[Bazı öğeler]
━━━━━━━━━━

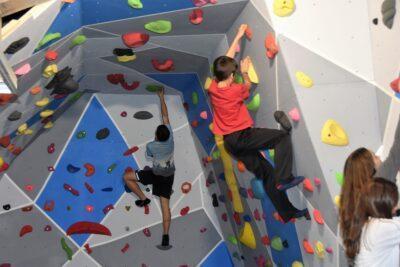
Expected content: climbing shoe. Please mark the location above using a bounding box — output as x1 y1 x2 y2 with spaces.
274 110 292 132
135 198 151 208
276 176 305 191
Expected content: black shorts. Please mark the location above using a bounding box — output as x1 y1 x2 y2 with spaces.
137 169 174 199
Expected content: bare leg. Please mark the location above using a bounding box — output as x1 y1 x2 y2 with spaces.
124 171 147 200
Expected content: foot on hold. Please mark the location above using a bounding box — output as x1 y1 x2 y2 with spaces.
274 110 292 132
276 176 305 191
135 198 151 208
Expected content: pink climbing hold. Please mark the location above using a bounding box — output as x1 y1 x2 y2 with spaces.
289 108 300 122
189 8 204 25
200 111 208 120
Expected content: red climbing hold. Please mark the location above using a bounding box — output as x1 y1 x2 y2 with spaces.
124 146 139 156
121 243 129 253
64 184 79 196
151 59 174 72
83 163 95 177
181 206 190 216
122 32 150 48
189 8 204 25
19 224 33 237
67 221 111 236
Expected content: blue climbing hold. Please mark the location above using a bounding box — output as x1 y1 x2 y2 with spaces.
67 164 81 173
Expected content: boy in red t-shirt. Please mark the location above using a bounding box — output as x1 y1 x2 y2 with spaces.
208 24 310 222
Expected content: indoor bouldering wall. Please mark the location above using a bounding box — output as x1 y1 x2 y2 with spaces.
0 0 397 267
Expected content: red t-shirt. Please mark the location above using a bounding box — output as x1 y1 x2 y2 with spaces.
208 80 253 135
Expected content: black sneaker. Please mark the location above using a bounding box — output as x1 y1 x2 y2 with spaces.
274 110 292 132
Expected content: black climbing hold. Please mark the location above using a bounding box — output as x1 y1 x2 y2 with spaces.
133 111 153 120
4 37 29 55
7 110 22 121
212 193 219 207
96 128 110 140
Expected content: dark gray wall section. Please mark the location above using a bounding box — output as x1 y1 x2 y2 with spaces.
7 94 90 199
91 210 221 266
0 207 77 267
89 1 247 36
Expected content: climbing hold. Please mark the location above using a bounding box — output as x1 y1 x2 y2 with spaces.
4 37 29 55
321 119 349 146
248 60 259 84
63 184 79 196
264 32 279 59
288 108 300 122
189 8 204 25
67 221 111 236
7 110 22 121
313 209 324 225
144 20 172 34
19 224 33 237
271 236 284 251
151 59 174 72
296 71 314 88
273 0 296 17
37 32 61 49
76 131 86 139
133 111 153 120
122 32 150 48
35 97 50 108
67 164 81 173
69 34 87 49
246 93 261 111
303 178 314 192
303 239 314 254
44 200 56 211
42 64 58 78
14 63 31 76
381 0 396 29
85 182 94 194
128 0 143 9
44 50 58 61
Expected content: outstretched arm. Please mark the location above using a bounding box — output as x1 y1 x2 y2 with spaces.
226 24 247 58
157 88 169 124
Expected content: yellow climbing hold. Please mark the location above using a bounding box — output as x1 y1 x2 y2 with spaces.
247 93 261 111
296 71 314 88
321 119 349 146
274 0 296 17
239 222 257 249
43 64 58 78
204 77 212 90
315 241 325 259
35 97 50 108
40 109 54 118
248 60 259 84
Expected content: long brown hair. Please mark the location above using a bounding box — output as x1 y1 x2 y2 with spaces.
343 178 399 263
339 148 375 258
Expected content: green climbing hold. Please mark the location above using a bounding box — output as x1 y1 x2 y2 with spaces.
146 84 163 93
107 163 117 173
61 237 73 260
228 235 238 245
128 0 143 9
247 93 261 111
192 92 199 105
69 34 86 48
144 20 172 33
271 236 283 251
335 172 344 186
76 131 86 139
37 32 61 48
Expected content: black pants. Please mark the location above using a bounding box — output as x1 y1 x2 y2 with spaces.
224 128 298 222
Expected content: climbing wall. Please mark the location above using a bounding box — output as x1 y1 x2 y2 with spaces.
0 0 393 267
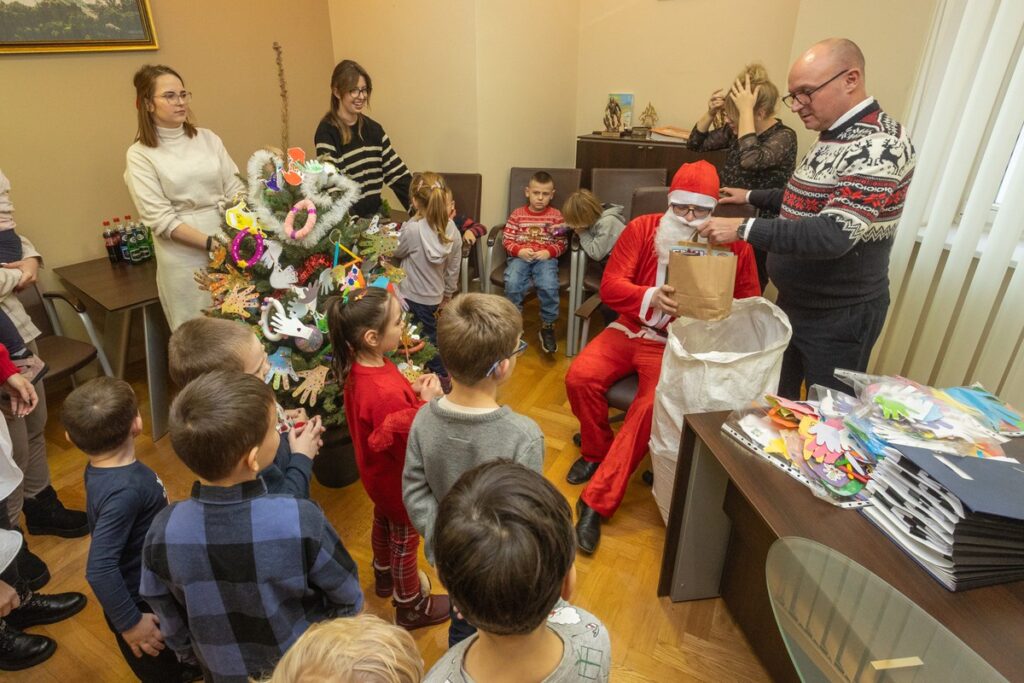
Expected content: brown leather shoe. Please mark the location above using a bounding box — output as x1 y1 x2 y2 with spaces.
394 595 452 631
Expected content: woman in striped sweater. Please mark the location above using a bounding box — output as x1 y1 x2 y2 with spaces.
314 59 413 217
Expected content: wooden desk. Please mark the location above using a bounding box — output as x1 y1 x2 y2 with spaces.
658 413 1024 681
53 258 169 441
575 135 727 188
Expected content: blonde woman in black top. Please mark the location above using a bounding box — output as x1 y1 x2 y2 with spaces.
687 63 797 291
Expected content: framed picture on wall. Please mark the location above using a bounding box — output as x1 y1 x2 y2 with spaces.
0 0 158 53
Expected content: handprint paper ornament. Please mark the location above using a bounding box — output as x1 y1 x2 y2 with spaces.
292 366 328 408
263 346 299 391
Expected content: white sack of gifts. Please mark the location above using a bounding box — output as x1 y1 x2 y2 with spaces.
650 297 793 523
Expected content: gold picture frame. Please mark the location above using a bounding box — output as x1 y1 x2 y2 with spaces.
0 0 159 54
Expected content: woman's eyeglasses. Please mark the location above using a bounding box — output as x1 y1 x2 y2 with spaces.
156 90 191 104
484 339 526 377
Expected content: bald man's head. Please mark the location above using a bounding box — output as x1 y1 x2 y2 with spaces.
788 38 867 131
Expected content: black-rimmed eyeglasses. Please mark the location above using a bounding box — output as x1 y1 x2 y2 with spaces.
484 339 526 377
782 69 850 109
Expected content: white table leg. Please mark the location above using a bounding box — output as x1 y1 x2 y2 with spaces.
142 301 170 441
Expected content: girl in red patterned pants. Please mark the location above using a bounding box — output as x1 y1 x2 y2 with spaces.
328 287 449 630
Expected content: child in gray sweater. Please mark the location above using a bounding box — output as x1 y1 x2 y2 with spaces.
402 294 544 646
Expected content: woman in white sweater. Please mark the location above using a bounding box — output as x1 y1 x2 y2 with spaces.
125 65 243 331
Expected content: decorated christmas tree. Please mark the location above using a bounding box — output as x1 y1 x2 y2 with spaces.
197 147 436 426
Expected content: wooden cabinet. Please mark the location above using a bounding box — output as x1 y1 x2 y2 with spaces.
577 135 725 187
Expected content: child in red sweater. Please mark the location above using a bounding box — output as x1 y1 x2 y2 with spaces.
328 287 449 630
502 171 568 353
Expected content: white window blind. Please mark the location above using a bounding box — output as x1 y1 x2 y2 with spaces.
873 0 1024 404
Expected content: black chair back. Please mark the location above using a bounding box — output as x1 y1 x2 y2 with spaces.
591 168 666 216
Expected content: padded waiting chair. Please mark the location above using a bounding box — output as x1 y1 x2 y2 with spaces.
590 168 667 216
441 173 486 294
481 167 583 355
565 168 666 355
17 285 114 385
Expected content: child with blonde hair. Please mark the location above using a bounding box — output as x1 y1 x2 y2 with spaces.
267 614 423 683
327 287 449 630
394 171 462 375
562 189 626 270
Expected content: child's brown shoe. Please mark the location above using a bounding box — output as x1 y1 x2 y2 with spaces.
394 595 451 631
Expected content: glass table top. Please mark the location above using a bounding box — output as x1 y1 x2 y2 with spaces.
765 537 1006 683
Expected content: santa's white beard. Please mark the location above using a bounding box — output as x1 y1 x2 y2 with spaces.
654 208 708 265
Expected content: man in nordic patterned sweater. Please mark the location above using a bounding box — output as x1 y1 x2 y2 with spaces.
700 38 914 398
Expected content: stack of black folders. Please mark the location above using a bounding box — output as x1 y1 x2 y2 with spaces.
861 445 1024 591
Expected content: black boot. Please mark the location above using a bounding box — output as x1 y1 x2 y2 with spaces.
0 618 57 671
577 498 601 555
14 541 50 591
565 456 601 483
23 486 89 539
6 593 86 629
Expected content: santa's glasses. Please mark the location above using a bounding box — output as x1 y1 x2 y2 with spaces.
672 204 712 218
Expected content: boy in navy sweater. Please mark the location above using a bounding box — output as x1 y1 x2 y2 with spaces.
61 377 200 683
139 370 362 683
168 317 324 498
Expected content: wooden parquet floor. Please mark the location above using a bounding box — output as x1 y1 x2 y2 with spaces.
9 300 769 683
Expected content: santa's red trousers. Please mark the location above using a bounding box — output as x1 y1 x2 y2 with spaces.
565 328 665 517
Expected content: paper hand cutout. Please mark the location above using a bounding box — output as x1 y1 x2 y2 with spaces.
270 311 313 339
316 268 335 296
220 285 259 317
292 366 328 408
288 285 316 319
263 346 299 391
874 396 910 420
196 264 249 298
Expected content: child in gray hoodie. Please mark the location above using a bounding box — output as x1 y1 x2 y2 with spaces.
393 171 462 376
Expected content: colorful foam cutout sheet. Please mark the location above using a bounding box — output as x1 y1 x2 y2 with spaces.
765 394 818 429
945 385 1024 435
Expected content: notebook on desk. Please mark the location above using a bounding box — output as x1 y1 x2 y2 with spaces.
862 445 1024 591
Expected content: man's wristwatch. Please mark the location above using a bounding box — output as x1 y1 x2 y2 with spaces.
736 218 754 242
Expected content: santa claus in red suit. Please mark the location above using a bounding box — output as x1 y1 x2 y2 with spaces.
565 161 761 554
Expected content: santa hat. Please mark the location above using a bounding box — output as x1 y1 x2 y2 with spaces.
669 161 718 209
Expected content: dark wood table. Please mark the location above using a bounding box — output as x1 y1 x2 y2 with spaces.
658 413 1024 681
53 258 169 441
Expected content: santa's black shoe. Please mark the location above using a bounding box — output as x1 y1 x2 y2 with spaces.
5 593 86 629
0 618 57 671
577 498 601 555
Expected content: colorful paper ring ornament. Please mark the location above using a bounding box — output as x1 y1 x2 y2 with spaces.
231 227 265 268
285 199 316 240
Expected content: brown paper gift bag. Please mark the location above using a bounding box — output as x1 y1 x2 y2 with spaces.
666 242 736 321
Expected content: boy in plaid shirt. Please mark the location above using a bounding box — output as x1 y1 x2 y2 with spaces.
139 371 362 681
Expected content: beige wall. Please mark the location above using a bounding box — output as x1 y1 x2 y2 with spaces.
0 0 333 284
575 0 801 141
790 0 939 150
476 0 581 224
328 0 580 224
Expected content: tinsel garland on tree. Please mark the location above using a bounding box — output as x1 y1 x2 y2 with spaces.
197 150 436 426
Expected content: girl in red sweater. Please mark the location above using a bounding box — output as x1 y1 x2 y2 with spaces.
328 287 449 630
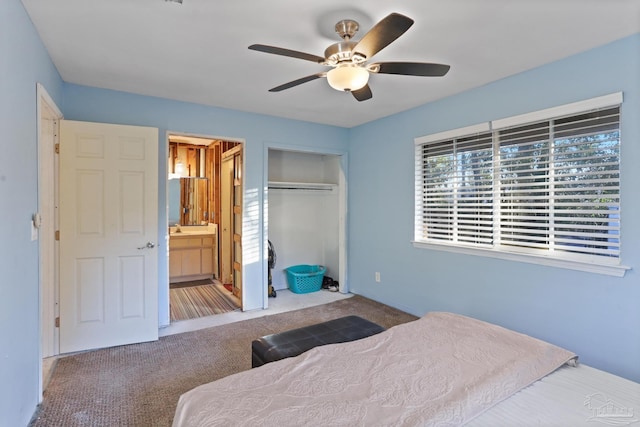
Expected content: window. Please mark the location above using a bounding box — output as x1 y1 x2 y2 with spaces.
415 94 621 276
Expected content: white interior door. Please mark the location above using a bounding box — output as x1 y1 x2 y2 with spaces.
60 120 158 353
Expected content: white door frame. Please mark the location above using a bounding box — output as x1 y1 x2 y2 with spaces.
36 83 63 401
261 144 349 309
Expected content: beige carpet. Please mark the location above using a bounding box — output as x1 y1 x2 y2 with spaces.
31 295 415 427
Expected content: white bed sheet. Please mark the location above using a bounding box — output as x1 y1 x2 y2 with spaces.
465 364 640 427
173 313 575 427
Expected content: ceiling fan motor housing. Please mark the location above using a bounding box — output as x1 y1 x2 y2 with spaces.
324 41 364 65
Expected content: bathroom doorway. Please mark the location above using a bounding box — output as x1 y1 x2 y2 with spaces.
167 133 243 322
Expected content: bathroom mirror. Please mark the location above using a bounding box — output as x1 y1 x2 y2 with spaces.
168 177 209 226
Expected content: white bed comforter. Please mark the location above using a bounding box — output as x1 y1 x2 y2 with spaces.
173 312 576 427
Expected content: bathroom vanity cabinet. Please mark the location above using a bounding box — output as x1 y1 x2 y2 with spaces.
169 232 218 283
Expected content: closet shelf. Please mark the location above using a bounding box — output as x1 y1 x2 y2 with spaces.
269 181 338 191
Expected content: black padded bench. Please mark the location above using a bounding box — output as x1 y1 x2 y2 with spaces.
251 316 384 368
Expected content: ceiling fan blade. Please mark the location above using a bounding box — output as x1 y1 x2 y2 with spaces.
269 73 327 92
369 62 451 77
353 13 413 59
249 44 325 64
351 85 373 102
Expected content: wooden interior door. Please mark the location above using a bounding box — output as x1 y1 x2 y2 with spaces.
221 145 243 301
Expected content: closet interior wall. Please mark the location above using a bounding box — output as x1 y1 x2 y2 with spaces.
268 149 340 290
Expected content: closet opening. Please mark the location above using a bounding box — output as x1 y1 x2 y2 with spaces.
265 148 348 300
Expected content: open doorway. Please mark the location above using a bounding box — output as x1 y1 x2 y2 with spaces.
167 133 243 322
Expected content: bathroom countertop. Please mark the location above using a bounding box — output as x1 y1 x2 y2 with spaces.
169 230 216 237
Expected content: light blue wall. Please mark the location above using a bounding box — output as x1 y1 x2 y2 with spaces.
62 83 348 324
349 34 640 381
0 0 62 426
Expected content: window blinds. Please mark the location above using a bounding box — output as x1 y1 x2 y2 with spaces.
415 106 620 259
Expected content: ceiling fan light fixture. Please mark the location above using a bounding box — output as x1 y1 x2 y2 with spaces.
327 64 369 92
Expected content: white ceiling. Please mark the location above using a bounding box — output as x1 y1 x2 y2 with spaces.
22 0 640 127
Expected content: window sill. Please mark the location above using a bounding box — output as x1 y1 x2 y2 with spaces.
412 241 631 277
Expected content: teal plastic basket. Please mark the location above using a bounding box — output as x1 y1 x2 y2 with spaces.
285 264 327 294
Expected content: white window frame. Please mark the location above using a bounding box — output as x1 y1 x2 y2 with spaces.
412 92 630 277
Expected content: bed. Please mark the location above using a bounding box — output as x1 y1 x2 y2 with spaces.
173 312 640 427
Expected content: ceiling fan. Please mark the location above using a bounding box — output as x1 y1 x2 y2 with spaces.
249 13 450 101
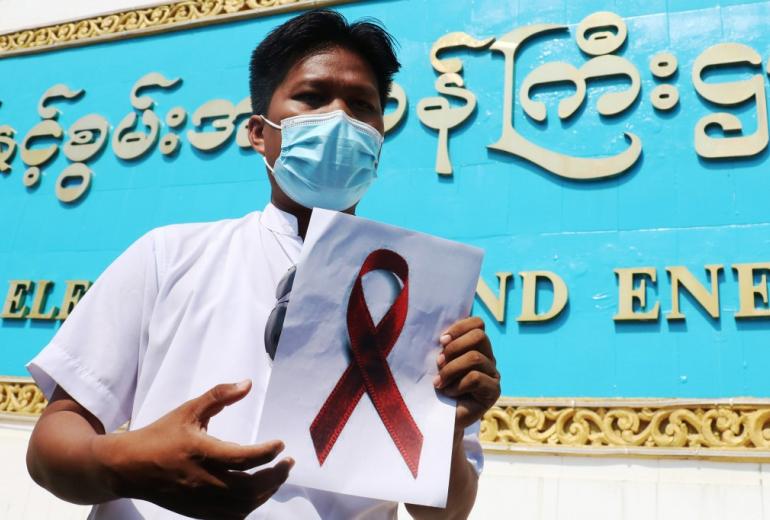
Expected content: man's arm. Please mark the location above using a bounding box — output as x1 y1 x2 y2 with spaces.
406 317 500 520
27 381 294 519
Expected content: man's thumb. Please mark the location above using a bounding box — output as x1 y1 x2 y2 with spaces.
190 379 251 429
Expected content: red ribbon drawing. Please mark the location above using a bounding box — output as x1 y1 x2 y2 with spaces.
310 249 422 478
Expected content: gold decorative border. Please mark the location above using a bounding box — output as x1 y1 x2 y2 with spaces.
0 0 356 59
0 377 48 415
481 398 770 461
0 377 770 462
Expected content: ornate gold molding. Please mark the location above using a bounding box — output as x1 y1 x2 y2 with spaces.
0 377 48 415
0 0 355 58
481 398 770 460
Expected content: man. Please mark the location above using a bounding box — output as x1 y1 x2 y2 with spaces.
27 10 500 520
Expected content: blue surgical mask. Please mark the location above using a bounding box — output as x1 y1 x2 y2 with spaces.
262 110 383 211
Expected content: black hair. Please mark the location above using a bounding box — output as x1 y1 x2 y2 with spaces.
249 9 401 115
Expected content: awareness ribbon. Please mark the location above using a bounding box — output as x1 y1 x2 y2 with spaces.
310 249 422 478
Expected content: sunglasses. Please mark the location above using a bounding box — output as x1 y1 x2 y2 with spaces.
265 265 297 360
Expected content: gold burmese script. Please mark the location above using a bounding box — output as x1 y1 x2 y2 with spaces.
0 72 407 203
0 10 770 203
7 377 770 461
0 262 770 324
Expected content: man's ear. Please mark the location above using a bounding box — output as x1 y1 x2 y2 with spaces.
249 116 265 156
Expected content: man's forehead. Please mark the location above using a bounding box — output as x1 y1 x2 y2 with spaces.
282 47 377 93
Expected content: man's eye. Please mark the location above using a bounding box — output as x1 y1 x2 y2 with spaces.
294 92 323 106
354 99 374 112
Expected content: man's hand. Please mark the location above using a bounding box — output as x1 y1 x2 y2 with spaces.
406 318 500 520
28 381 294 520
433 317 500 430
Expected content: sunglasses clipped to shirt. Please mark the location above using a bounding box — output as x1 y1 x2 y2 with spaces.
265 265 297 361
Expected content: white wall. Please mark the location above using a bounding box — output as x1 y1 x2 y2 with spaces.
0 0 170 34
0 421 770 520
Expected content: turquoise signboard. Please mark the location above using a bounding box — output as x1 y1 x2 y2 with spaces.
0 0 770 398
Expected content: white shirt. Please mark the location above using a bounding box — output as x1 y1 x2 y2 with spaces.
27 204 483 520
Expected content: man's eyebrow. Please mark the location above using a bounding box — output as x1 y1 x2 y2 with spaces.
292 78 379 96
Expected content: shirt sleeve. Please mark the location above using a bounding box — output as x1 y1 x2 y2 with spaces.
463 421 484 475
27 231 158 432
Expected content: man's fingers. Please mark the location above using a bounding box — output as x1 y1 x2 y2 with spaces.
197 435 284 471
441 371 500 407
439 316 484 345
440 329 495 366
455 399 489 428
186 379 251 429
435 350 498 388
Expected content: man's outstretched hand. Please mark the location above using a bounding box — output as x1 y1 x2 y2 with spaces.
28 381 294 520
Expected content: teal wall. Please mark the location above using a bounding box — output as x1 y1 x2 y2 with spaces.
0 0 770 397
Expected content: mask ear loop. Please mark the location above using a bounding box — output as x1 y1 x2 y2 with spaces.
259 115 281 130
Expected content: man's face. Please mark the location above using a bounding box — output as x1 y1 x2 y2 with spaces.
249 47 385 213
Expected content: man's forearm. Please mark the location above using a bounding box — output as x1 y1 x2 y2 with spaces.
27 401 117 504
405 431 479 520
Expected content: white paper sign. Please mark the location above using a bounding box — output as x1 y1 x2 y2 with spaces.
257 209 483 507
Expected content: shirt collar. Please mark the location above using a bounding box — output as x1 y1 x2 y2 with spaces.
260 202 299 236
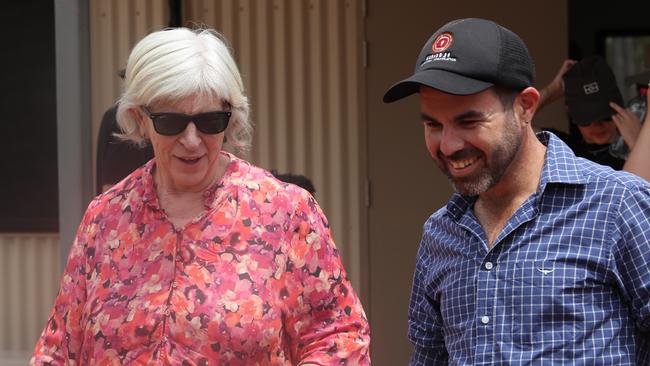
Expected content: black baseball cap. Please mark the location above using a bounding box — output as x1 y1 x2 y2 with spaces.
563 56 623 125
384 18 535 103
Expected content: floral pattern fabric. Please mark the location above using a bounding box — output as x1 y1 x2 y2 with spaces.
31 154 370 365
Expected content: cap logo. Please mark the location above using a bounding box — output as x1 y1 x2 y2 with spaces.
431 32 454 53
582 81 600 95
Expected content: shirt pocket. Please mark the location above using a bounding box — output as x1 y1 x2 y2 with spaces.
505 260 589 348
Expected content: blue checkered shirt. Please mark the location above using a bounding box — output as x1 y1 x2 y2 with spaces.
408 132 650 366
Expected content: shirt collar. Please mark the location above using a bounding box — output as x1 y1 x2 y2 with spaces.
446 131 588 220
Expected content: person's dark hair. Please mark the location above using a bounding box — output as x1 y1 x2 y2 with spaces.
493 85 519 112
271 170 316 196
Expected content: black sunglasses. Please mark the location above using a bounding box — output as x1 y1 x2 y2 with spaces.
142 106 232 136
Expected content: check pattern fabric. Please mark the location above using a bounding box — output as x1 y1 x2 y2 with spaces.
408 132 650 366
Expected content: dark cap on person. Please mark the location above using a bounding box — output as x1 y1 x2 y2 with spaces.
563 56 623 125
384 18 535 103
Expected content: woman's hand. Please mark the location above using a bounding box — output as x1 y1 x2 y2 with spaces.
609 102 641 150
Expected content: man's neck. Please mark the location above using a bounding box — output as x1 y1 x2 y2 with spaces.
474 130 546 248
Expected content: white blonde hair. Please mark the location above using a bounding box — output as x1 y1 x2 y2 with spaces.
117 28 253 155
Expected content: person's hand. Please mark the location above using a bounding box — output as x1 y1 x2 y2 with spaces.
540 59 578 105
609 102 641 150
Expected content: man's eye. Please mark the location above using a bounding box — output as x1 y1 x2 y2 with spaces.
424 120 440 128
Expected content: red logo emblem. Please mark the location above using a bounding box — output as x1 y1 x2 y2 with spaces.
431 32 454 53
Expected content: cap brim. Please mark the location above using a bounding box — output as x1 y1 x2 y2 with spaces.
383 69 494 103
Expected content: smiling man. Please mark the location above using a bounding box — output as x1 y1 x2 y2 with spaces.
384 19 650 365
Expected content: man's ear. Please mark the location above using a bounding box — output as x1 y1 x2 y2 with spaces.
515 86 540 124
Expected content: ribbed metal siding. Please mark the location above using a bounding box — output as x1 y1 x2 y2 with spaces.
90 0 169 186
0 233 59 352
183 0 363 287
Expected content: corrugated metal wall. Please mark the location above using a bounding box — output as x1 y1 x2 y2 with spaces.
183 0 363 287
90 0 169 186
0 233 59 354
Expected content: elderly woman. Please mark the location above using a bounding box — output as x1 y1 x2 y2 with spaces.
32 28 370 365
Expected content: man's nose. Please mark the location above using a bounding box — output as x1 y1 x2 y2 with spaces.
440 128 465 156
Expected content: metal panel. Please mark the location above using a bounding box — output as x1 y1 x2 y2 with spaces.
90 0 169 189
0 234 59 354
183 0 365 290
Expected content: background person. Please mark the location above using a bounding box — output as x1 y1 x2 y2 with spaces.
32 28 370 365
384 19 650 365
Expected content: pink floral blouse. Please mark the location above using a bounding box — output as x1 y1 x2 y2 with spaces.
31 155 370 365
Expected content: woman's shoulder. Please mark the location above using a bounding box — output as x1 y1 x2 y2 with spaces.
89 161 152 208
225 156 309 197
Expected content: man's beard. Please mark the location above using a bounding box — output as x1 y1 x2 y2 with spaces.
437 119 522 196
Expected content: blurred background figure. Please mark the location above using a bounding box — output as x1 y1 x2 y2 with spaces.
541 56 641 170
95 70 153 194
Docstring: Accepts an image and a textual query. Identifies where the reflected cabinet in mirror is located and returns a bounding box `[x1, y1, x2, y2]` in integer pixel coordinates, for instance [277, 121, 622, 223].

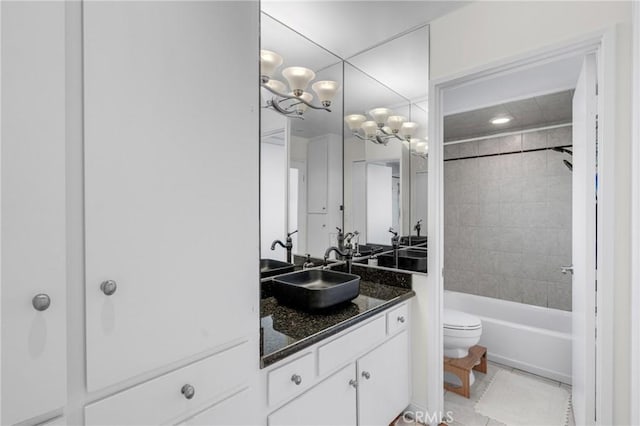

━━━━━━━━━━

**Görev**
Öğelerin başından "137 169 174 199" içeren satıra kadar (bu satır dahil) tüm satırları değiştirmeden kopyalayın. Resimleri yanıta dahil etmeyin.

**Sorunun Yanıtı**
Expected content: climbing shoe. Please mark the location above using a bounding box — output as x1 y1 x2 y2 with spaces.
274 110 292 132
135 198 151 208
276 176 305 191
Expected content: black shorts. Please mark the location above using a bounding box — output as x1 y1 x2 y2 with spaces.
137 169 174 199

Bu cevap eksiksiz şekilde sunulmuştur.